>> BEGIN Supplied entries
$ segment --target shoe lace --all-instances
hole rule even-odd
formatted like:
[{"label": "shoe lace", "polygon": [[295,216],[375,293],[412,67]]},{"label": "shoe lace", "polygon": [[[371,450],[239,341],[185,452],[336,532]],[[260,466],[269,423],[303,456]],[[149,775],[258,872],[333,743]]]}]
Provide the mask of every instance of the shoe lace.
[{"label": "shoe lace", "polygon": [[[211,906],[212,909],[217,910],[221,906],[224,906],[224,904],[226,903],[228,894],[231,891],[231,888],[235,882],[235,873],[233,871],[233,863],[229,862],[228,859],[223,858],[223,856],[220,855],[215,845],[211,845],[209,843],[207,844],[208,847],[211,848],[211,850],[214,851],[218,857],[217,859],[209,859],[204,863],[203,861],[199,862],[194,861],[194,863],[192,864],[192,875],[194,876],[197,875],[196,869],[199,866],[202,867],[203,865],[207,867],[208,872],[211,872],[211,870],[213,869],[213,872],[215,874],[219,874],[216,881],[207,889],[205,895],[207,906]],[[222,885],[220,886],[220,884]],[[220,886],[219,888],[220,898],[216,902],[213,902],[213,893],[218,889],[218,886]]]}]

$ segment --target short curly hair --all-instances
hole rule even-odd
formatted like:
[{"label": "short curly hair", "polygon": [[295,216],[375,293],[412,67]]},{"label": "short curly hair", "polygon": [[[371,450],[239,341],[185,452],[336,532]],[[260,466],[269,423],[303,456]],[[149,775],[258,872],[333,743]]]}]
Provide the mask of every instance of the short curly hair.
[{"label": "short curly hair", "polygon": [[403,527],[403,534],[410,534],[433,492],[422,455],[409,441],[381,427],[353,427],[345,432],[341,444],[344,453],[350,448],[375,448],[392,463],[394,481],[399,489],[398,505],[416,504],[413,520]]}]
>> END Supplied entries
What you are asked to do: Copy word for word the stretch of the records from the very start through the line that contains "Provide the mask of every instance of the shoe".

Reply to the exercise:
$ segment --target shoe lace --all-instances
hole rule even-odd
formatted like:
[{"label": "shoe lace", "polygon": [[295,216],[375,293],[412,67]]},{"label": "shoe lace", "polygon": [[[371,450],[239,341],[185,452],[336,532]],[[260,466],[269,423],[303,456]],[[149,775],[258,872],[333,743]]]}]
Provide the mask of every instance of the shoe lace.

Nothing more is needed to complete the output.